## Tugas Anda
a. Perbarui semua catatan di bawah dengan mengganti "arched window" menjadi "arched doorway". Bagian lain tidak boleh diubah.
b. Teruskan cerita tentang membuat komik dari stiker bersama Si Bocah, mulai dari baris terakhir yang tampak.

## Blok Teks
Jadi ceritanya, saya sedang melihat ke belakang. Waktu pertama kali main komik-komikan sama Si Bocah tahun 2014. Saya tidak menyangka bahwa hal sepele dan sesederhana ‘memulai’ akan berakhir di ‘hasil yang tidak pernah terpikir sebelumnya’.
Silakan disimak, cerita tentang proses sederhana yang terbagi dari 3 bagian. Bagian 1 dan 2 sudah pernah diupload di Instagram. Bagian 3 (akhir) di sini.
1. Komik-komikan (Instagram 14 Februari 2018)
November 2014
Si anak lelaki selalu dapat sticker setiap kali ke dokter THT-nya. Setelah jenuh menempelkan di tempat-tempat yang sudah kami perbolehkan, akhirnya saya ajak dia bikin cerita. Dia sendiri yang menentukan dialog, yang sesuai dengan gesture karakternya.
.
Saat itu, (4,5 tahun) dia sudah bisa membaca, namun belum bisa menulis. Dia diktekan dialognya. Karena memang senang bercerita, ceritanya mengalir (deras!), merepotkan saya yang menulis. Sampai akhirnya, waktu makan sianglah yang menyelamatkan saya dari berondongan idenya.
Ini hasilnya… (ini juga awalnya…)
It’s his story, I only wrote them down
Saved by lunch time
(Dialog sesuai urutan nomor, bila terbaca. He he he)
2. Tulis-tulisan (Instagram 28 Februari 2018)
Suatu hari… di akhir tahun 2015
M : “Ayo bu, kita bikin komik dari sticker lagi”
Ibu : “Kan sudah bisa nulis sendiri”
M : “Tapi tulisan aku jelek”
Ibu : “Nggak apa-apa dong. Yang penting bikinan sendiri”

## Catatan yang Ditampilkan
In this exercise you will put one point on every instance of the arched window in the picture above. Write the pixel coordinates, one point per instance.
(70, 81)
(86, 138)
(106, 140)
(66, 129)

## Jawaban Akhir
a.
In this exercise you will put one point on every instance of the arched doorway in the picture above. Write the pixel coordinates, one point per instance.
(70, 81)
(86, 138)
(106, 140)
(66, 129)

b.
Lebih kurang setahun selepas bikin komik-komikan, dengan cara mendiktekan ceritanya pada saya akhirnya anak lelaki yang waktu itu berumur 5,5 tahun sudah bisa menulis lebih panjang.
Jadi, tinggal didorong untuk mau menggabungkan kesukaannya bercerita, dengan kegiatan belajar menulis.
Medianya masih sticker karakter.
Dia yang punya ide cerita, saya hanya memfasilitasi kesukaannya dengan memanfaatkan barang yang ada dan cara yang sedikit berbeda dari sebelumnya (dulu mendikte, sekarang menulis sendiri).
Ya… tentunya ada supervisi cerita, sekadar memberikan gambaran padanya bahwa sebuah cerita sebaiknya mempunyai pesan.
Cerita pun berlanjut…
Pic:
Dec 2015
(Ketika pipinya masih tembem)
3. Buku-bukuan …. (Akhirnya!)
Umur 4,5 tahun bikin komik-komikan dengan mendikte ibunya.
Lalu, menulis sendiri dengan dengan tulisan ala kadarnya di usia 5,5 tahun.
Nah… saat ia minta ulang tahun yang ke-6 dirayakan di sekolah (yang juga akan menjadi syukuran terakhir di taman kanak-kanak), saya dan abunya berpikir untuk membukukan hasil karyanya, sebagai kenang-kenangan buat teman-teman dan guru-guru.
Empat cerita yang layak disimak (karena banyak juga tulisannya yang bukan berupa cerita) di scan, kemudian di layout ala kadarnya oleh Abu agar sedikit berwarna.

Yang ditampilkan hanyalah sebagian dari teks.